→ Goal of the exercise:
Please rewrite the records from the line containing "in hooded jacket" through the end of the records, changing "truck" to "lorry" and leaving everything else as it is.

→ Extracted information:
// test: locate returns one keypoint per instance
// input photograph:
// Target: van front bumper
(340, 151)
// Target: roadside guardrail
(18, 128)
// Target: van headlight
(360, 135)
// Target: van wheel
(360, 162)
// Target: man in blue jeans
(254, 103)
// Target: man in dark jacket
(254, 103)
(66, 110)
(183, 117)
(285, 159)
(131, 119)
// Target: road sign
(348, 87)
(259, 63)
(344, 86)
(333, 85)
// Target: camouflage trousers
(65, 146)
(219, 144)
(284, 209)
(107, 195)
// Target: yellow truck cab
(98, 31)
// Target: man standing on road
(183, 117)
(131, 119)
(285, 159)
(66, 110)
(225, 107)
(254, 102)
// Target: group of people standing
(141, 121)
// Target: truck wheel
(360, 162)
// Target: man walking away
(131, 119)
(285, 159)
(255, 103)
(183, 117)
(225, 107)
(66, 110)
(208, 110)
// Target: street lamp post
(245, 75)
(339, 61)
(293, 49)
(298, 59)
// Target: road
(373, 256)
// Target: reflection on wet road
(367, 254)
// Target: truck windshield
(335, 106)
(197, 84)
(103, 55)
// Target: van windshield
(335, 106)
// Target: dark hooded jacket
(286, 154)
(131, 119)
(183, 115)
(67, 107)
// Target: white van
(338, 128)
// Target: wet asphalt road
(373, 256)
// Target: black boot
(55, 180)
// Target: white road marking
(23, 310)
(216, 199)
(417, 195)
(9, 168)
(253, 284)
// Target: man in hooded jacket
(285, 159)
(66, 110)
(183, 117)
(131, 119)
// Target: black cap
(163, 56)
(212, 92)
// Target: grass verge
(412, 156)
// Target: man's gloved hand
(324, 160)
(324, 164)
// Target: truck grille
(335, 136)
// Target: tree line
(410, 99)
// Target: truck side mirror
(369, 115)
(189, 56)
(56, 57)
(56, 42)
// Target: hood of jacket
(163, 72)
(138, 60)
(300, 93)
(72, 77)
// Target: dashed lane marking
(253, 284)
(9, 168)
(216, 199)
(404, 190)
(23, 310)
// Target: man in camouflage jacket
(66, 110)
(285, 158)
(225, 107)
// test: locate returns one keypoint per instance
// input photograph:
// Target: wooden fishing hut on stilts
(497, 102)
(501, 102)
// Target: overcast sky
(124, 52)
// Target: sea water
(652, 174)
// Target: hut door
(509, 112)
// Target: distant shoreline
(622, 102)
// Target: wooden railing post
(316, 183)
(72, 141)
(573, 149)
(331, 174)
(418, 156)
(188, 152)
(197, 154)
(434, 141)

→ Written answer:
// Target: man in hooded jacket
(285, 159)
(66, 110)
(183, 117)
(131, 119)
// Target: black cap
(163, 56)
(212, 92)
// Target: grass verge
(412, 156)
// Target: man's gloved hand
(324, 160)
(324, 164)
// Target: lorry grille
(335, 136)
// Target: tree line
(410, 99)
// Target: lorry side mirror
(369, 115)
(189, 56)
(56, 57)
(56, 42)
// Target: hood of jacket
(163, 72)
(138, 60)
(300, 93)
(72, 77)
// Target: dashed lane marking
(253, 284)
(9, 168)
(216, 199)
(404, 190)
(23, 310)
// Target: man in camouflage jacket
(66, 110)
(285, 158)
(225, 107)
// test: locate returns one keypoint per instance
// input photograph:
// Target: wooden fishing hut on stilts
(497, 102)
(501, 102)
// Target: overcast sky
(124, 52)
// Target: sea water
(652, 174)
// Target: hut door
(509, 112)
// Target: distant shoreline
(622, 102)
// Target: wooden railing post
(316, 183)
(72, 141)
(573, 149)
(331, 174)
(418, 156)
(188, 152)
(197, 154)
(434, 141)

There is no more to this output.